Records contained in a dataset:

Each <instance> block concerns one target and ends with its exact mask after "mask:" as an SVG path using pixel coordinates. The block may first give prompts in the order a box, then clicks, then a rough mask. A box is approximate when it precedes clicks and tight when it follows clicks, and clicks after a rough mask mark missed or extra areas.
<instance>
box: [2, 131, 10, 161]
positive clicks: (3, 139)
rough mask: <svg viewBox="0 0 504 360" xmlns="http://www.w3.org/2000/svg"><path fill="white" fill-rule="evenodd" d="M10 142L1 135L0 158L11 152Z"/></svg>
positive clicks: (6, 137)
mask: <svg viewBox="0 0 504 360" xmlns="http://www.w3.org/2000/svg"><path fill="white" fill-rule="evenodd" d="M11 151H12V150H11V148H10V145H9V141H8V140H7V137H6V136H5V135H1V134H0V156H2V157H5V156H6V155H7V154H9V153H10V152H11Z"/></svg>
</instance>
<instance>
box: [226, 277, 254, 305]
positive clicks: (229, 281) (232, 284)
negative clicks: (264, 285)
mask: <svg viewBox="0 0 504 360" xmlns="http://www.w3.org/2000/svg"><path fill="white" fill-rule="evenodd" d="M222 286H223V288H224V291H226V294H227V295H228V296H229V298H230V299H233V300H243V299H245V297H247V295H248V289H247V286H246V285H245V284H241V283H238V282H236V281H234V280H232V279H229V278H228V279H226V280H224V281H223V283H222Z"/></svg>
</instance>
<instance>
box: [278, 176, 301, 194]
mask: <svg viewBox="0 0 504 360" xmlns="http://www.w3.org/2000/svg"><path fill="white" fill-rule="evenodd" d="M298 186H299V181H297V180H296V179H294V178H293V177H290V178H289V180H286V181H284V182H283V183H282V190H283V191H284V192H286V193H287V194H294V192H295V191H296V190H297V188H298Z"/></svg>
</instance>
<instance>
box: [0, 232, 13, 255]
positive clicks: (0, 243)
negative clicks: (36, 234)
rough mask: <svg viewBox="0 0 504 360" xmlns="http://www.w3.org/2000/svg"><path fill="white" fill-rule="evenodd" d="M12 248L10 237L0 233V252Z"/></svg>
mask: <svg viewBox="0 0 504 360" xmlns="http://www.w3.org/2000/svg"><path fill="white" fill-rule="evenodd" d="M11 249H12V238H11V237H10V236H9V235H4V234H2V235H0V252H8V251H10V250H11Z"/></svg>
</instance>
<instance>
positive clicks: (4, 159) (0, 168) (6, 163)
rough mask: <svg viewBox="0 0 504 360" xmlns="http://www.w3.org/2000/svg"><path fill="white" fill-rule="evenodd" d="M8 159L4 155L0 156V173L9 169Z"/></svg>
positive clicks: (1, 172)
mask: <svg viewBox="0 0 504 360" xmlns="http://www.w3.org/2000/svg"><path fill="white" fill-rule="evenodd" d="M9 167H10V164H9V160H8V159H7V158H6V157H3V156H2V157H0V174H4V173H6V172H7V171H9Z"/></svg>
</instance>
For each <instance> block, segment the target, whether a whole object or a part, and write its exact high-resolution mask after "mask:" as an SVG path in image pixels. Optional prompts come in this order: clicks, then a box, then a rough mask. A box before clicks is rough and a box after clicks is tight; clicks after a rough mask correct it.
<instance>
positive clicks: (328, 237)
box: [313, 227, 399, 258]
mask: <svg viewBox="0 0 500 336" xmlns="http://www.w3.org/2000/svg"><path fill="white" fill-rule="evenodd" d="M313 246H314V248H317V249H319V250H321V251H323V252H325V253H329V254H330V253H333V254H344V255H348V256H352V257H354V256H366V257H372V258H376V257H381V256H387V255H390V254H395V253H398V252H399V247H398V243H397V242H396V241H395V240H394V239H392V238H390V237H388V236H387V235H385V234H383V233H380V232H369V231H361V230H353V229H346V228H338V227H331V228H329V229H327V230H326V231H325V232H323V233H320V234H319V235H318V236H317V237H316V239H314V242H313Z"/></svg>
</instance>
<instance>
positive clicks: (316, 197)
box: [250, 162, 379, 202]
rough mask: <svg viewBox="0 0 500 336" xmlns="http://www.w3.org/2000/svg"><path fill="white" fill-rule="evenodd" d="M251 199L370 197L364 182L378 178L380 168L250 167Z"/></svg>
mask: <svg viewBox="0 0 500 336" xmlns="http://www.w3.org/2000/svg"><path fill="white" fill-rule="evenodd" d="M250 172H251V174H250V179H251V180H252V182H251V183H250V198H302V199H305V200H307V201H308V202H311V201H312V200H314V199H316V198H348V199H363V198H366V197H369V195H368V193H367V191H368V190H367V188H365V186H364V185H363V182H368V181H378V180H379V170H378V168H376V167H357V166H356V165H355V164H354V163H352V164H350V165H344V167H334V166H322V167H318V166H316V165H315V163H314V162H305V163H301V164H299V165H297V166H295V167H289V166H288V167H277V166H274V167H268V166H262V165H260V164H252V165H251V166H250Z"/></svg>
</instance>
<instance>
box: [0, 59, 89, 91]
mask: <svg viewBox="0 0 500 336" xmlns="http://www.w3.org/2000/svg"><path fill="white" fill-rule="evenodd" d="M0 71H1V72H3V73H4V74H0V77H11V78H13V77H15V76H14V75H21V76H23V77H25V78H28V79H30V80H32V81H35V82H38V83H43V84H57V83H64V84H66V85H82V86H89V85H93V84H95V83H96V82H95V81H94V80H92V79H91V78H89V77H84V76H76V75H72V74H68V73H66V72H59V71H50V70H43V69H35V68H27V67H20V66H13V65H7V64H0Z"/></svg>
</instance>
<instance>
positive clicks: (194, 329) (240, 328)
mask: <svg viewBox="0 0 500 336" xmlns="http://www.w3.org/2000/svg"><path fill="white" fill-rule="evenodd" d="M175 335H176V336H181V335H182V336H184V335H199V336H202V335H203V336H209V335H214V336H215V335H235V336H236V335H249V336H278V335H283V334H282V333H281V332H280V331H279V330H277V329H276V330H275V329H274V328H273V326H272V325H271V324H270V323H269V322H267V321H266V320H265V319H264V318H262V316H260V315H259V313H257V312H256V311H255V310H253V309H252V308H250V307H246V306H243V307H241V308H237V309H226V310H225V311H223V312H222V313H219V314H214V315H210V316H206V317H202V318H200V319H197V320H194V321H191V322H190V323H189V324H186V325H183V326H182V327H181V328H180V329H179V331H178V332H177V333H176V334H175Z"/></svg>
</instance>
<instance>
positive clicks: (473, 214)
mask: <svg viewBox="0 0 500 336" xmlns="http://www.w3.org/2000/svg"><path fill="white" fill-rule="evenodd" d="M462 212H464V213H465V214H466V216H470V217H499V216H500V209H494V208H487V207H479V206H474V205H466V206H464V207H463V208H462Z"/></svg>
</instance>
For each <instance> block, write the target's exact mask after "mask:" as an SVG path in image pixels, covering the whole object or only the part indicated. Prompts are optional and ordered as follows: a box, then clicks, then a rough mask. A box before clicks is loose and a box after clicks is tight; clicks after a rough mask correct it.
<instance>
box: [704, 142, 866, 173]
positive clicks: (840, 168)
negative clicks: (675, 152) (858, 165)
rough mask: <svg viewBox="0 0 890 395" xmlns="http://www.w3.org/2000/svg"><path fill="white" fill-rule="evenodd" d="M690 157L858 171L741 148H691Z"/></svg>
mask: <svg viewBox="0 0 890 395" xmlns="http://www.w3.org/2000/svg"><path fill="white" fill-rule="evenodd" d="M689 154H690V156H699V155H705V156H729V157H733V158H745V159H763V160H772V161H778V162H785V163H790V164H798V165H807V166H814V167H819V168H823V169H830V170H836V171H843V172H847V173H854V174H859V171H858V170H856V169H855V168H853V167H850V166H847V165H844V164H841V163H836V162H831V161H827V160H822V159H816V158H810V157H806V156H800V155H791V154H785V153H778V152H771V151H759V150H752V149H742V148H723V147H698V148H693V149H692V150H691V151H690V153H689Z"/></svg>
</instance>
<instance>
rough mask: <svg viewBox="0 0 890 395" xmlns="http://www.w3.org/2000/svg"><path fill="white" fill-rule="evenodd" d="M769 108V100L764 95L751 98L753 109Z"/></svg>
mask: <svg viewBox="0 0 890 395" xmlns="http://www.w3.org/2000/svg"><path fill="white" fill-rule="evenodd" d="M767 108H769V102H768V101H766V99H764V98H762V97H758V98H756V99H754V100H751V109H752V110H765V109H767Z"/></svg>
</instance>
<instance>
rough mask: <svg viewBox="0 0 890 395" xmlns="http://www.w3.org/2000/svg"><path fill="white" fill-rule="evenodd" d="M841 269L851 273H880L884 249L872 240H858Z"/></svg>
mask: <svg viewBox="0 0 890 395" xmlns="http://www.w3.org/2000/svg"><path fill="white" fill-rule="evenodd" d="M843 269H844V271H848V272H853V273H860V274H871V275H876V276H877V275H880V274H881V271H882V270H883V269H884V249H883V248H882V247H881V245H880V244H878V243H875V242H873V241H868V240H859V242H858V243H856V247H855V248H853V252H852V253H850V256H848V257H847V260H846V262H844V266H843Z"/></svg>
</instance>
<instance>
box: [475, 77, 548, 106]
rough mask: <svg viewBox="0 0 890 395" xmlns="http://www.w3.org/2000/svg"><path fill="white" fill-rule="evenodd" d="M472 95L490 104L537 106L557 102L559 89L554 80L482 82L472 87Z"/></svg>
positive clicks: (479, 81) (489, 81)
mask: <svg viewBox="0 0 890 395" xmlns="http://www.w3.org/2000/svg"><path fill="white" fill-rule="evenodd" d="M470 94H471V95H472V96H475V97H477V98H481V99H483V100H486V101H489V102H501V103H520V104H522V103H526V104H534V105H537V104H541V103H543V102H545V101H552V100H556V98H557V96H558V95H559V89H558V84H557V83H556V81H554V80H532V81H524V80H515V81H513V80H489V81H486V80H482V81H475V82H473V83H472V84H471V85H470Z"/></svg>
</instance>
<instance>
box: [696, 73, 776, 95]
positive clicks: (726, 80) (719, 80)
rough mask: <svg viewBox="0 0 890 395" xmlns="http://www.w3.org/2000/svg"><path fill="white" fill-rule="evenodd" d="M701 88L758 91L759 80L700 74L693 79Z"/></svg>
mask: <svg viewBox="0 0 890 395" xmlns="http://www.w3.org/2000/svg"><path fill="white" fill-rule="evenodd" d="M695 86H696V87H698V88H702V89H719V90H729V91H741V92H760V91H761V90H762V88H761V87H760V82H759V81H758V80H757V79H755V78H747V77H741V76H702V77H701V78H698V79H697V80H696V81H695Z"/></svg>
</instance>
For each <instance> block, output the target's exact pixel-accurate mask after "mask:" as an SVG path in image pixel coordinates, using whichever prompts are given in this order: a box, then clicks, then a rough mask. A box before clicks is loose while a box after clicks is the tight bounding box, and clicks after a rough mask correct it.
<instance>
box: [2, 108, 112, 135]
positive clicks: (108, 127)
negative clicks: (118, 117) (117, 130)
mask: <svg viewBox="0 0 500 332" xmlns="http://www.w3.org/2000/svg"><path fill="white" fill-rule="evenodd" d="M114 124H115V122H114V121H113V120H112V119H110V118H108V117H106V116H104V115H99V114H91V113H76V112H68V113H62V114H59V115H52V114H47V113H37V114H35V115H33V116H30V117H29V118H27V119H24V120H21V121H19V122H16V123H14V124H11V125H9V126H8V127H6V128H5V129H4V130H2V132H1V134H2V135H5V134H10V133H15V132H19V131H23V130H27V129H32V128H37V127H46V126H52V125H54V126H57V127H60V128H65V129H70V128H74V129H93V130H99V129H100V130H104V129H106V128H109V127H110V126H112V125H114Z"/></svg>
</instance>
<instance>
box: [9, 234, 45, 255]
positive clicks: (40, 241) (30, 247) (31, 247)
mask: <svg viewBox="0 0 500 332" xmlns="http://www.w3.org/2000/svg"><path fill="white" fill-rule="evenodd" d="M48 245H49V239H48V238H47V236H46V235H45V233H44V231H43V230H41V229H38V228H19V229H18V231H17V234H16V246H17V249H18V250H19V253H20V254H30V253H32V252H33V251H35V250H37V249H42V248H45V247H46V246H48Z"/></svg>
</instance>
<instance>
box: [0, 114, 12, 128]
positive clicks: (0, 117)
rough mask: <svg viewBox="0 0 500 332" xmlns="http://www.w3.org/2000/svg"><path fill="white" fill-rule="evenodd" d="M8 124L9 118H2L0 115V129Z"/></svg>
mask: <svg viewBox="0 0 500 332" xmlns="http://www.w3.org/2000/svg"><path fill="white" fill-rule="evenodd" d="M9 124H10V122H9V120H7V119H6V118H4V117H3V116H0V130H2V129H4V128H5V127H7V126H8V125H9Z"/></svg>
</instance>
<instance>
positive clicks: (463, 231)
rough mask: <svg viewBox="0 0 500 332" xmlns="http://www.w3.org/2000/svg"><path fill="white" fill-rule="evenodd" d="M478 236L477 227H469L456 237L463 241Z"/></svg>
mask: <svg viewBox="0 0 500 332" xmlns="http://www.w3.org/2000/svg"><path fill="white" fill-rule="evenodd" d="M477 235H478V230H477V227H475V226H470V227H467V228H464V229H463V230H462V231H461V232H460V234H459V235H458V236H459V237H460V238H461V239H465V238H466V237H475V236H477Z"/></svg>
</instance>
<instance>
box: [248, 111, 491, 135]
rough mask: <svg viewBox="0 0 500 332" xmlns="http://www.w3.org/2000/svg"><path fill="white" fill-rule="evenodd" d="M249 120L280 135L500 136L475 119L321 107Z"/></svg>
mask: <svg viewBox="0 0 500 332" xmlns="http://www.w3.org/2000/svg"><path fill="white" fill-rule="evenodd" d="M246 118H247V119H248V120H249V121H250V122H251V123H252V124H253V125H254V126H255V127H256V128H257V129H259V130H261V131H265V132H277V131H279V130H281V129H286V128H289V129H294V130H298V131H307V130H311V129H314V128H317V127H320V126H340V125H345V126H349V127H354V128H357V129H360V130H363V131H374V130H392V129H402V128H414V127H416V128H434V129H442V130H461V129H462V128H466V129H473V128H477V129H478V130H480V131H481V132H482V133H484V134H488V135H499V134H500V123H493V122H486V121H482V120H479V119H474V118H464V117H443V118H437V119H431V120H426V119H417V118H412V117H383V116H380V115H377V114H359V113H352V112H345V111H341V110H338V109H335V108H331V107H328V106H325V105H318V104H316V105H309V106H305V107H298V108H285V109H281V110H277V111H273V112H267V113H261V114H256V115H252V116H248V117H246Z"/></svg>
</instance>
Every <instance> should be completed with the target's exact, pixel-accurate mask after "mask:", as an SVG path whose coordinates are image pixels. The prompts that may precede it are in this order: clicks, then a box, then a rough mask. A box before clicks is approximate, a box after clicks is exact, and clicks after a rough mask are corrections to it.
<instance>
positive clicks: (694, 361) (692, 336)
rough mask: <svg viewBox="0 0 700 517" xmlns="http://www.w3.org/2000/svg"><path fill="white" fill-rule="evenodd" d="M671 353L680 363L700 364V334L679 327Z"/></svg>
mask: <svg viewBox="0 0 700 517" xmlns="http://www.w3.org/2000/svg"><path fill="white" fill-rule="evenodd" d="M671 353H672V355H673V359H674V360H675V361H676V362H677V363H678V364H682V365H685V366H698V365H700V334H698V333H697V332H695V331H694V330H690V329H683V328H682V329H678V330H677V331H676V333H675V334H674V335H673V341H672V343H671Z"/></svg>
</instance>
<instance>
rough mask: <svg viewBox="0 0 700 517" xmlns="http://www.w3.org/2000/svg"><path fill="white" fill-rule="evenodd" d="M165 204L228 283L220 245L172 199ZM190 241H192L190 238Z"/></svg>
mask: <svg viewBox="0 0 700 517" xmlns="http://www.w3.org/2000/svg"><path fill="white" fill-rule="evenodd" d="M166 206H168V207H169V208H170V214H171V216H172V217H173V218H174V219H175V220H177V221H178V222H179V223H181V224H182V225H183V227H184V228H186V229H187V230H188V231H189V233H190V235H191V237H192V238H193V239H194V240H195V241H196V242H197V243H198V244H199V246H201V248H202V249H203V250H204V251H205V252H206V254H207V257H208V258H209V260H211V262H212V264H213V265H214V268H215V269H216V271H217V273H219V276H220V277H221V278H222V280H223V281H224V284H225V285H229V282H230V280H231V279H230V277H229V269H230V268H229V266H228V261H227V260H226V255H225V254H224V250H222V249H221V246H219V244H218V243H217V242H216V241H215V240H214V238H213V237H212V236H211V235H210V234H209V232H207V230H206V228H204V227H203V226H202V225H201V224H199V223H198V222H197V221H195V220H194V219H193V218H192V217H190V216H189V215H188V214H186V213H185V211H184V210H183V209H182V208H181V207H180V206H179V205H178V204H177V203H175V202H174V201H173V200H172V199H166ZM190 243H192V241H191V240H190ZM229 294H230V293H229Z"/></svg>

How to complete this task
Only the lines containing the word "using" should be returned from the data above.

Solution for this problem
Each <instance> block concerns one target and ends with its exact mask after "mask:" as an SVG path using pixel coordinates. The block may first give prompts in the order a box, then clicks, then a rough mask. A box is approximate when it precedes clicks and tight when it follows clicks, and clicks after a rough mask mark missed or extra areas.
For each <instance> block, output the target's exact pixel-accurate mask after "mask:" as an SVG path in image pixel coordinates, using whichever prompts are given in this order: a box, then clicks, then a rough mask. A box before clicks is loose while a box after clicks is the tight bounding box, and clicks after a rough mask correct it.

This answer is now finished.